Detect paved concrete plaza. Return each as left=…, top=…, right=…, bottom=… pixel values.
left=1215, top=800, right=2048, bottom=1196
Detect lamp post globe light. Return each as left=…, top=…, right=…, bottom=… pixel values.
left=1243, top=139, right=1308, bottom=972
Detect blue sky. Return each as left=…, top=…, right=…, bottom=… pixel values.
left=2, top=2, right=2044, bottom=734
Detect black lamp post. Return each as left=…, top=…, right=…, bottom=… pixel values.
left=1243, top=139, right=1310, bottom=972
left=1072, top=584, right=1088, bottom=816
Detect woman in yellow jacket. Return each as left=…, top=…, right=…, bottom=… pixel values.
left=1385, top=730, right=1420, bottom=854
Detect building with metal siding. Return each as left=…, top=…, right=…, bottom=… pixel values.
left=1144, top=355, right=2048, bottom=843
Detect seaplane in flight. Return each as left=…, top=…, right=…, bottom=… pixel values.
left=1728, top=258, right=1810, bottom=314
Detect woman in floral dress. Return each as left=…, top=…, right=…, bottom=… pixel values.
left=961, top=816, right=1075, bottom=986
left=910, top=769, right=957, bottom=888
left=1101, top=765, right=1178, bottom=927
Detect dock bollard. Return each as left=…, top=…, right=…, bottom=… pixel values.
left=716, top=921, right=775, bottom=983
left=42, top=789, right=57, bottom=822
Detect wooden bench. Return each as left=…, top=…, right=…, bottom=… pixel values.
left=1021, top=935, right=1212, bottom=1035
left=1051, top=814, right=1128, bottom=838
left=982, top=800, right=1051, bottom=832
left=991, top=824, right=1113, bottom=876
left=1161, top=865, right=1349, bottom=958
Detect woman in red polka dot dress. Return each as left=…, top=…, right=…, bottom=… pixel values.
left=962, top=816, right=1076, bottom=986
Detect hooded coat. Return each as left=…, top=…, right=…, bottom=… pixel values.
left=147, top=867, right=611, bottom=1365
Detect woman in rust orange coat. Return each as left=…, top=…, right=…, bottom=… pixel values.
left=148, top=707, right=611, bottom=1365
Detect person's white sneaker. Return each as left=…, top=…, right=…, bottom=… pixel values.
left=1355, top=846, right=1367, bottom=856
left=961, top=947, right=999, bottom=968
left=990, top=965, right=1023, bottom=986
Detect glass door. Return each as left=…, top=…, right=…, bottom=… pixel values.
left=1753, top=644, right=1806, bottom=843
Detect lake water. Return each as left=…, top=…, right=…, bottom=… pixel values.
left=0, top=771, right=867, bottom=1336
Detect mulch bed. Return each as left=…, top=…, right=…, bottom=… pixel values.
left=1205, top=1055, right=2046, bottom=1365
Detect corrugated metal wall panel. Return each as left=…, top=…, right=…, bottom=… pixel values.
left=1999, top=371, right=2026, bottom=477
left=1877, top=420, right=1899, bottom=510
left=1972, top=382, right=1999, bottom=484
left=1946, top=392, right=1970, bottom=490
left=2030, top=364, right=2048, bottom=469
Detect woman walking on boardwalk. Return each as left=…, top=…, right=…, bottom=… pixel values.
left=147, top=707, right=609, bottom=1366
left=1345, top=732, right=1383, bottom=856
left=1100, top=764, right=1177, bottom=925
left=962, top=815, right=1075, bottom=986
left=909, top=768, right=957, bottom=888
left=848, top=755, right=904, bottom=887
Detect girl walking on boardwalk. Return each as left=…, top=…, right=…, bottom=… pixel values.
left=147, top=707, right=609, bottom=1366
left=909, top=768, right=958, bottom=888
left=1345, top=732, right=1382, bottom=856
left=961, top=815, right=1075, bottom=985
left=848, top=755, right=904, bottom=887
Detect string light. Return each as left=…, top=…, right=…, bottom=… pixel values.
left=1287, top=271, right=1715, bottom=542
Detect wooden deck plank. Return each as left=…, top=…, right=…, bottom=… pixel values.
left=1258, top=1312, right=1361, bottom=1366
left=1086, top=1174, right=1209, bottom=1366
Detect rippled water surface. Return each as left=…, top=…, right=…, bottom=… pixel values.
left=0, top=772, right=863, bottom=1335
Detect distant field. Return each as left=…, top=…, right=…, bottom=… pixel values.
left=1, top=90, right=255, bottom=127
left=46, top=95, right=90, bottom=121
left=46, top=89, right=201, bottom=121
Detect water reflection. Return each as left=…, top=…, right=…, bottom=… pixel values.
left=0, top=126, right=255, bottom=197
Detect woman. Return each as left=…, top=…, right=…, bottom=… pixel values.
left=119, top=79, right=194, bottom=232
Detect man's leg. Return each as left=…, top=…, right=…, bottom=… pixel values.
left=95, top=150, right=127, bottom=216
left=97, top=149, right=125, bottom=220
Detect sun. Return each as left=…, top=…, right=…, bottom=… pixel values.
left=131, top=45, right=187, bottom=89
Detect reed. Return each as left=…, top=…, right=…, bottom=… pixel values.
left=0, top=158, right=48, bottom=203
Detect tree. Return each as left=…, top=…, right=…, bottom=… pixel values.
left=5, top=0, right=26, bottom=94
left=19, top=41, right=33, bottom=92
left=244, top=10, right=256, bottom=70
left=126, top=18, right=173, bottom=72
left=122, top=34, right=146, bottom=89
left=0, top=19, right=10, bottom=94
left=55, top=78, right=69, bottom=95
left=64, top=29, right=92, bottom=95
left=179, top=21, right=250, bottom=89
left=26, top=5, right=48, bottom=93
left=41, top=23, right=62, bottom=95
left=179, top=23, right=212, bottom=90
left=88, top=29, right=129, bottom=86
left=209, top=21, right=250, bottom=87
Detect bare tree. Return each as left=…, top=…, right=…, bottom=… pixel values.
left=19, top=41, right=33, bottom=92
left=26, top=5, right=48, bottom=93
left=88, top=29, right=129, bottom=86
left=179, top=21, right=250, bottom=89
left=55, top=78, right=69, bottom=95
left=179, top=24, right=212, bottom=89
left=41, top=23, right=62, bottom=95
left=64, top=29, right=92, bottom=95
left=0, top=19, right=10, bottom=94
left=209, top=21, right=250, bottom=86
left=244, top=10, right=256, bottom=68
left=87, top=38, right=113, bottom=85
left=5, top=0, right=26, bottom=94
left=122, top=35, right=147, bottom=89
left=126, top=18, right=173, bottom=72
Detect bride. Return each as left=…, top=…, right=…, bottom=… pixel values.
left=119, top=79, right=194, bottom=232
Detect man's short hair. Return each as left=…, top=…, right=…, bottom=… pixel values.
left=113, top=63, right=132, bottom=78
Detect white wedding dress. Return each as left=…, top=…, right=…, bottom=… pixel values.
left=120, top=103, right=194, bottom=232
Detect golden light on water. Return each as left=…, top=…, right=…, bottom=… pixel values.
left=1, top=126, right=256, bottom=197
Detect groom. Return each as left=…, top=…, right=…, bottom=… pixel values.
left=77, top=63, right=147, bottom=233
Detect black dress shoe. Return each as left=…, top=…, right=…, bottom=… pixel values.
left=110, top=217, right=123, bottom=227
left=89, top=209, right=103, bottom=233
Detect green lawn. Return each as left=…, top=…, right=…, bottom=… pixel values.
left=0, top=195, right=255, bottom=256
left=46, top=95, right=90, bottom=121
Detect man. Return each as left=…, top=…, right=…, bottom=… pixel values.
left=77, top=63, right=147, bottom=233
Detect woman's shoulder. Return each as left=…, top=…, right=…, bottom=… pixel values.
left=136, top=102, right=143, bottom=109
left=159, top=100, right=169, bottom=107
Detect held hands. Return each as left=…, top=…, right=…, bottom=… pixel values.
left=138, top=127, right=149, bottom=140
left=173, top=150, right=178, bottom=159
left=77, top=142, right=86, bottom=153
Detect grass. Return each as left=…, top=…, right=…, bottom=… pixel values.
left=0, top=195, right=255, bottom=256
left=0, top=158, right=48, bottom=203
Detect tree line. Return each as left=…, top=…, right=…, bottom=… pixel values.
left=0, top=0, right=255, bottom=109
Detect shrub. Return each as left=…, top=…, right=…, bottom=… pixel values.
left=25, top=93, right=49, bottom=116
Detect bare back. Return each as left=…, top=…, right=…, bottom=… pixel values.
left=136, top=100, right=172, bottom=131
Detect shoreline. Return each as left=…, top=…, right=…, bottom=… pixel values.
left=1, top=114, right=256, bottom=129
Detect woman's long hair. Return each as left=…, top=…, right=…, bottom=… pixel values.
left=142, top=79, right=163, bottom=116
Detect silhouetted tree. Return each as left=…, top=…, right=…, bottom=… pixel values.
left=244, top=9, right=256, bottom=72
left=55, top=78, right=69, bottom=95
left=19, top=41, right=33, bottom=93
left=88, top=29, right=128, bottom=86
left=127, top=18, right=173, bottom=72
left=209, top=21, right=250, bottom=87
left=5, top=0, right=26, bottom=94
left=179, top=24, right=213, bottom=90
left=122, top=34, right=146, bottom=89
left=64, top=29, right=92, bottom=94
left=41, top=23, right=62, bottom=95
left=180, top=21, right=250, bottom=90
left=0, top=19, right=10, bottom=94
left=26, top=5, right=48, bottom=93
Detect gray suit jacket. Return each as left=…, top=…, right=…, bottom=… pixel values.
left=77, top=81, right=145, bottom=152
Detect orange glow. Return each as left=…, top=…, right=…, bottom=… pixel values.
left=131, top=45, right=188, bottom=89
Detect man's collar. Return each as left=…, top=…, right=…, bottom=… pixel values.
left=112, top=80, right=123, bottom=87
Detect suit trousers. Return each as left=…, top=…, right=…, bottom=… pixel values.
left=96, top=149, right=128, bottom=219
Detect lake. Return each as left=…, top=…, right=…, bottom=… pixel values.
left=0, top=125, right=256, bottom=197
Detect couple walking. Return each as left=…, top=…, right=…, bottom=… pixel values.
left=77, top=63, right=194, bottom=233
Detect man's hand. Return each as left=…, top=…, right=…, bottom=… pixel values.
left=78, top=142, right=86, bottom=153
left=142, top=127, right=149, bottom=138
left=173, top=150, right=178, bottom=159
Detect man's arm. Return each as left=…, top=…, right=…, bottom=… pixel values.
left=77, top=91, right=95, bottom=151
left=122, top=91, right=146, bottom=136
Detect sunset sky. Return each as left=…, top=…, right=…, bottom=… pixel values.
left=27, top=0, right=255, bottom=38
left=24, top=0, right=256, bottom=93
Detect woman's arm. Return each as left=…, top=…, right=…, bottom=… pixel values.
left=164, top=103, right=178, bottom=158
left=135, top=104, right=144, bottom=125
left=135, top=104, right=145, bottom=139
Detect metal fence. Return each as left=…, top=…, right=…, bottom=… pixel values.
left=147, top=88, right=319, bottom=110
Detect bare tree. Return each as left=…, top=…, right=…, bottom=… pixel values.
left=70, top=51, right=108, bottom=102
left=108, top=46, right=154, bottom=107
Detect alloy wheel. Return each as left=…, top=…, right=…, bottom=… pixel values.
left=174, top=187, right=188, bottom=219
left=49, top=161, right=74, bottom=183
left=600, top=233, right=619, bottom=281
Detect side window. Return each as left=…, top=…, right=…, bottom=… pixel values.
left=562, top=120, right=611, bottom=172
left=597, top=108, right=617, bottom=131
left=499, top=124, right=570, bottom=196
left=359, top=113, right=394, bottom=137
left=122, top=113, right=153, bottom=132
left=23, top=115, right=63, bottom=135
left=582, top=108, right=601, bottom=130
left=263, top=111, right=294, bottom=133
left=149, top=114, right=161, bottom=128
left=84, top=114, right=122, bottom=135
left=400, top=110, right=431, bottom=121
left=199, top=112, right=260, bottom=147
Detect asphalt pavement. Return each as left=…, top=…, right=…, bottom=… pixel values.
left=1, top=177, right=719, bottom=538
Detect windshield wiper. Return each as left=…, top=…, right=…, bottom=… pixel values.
====================
→ WHAT YOU HAVE TO DO
Return, without any change, only the lines from the one containing "Detect alloy wheel." through the last line of the entries above.

→ TASK RESPONSE
Detect alloy wheel. Return each as left=…, top=…, right=…, bottom=… pixel values.
left=174, top=187, right=188, bottom=219
left=49, top=161, right=74, bottom=183
left=600, top=233, right=619, bottom=281
Detect side window. Return each as left=…, top=…, right=…, bottom=… pixel values.
left=562, top=120, right=611, bottom=172
left=597, top=108, right=617, bottom=131
left=499, top=124, right=570, bottom=196
left=359, top=113, right=394, bottom=137
left=122, top=113, right=153, bottom=132
left=23, top=115, right=63, bottom=135
left=582, top=108, right=601, bottom=130
left=263, top=111, right=294, bottom=133
left=149, top=114, right=161, bottom=128
left=84, top=114, right=122, bottom=135
left=400, top=110, right=431, bottom=121
left=199, top=112, right=260, bottom=147
Detect asphalt pavement. Return each as left=…, top=…, right=…, bottom=… pixel values.
left=1, top=177, right=719, bottom=538
Detect windshield wiper. Return each as left=…, top=…, right=…, bottom=… pixel values.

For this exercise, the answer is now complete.